Description of the task
Once the line with "Practice. Find the reflection" is found, repeat exactly that line and every one after it until the data below ends, including the last line.

Stored data
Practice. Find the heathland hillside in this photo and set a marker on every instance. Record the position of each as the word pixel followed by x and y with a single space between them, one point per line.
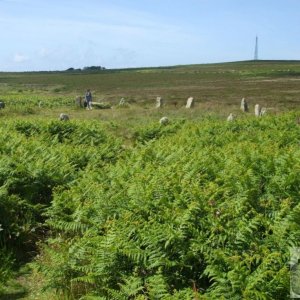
pixel 114 205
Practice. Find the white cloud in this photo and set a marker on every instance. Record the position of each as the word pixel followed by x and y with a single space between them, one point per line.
pixel 19 58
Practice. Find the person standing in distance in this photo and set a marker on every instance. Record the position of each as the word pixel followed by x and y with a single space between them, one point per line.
pixel 88 99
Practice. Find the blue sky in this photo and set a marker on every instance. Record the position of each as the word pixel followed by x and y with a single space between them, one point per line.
pixel 59 34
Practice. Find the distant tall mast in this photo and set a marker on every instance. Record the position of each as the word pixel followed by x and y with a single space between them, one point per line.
pixel 256 49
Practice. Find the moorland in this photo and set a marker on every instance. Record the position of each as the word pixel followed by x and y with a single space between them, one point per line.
pixel 114 205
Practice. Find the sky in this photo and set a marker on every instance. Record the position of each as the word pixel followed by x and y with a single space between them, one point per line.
pixel 47 35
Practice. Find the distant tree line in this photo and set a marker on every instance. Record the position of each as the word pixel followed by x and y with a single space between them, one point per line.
pixel 91 68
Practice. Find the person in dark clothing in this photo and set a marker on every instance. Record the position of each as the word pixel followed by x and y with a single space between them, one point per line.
pixel 88 99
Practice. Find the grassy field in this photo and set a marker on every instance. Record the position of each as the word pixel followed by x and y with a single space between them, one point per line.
pixel 112 205
pixel 216 88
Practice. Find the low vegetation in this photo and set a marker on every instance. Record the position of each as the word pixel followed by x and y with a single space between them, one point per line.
pixel 114 205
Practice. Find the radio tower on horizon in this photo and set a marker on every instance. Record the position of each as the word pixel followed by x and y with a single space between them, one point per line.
pixel 256 49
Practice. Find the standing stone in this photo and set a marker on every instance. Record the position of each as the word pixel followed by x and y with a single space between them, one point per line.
pixel 159 102
pixel 190 102
pixel 164 121
pixel 257 110
pixel 64 117
pixel 230 117
pixel 263 111
pixel 244 105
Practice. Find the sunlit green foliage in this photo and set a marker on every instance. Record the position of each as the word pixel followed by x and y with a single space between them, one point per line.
pixel 200 210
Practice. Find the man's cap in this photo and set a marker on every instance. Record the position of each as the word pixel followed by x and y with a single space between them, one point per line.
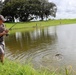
pixel 2 18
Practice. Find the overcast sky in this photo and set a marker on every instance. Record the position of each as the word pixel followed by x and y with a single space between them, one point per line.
pixel 65 8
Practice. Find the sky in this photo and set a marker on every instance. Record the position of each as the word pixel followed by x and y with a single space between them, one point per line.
pixel 65 9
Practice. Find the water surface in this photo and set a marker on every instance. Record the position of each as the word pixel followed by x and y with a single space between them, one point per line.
pixel 51 47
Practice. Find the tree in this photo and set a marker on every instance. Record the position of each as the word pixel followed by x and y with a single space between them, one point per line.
pixel 25 9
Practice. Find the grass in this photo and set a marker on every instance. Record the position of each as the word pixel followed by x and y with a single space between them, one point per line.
pixel 15 68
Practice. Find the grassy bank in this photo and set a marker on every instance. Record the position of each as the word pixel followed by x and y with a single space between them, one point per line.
pixel 14 68
pixel 31 25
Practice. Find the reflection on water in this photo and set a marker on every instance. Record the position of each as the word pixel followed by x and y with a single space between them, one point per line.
pixel 52 46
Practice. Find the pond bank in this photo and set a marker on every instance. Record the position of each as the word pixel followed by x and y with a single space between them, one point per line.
pixel 15 68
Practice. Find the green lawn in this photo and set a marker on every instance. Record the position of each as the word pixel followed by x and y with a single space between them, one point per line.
pixel 15 68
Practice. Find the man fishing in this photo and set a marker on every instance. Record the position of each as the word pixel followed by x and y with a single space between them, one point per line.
pixel 3 32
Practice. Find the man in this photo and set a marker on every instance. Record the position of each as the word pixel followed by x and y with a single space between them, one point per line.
pixel 3 32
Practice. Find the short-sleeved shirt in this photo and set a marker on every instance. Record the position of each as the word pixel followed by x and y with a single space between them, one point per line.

Answer space
Practice. Find the reflection on water in this photo and set a marker on every instance. Record the position of each as the word pixel followed by x and y with a single space between them, one point per line.
pixel 52 46
Practice. Find the pond bank in this photo and set a marker on every instance. Record the position of each as the word pixel followed by x and y with a single space between them, one point per line.
pixel 15 68
Practice. Find the green lawn in this photo and set a marker on every instance. Record the position of each as the word pixel followed by x and y with a single space between them, one point per line.
pixel 15 68
Practice. Find the man fishing in this photo and set a marker on every instance. Record the position of each as the word pixel followed by x and y with a single space between them, one point per line.
pixel 3 32
Practice. Find the man in this photo and set a marker on every instance. Record the position of each as the word pixel followed by x and y with a single space between them, one point per line.
pixel 3 32
Practice. Find the short-sleeved shirt in this photo and set a marker on every instance. Record the position of each as the word pixel followed by x and y with a single space between them, one point per line.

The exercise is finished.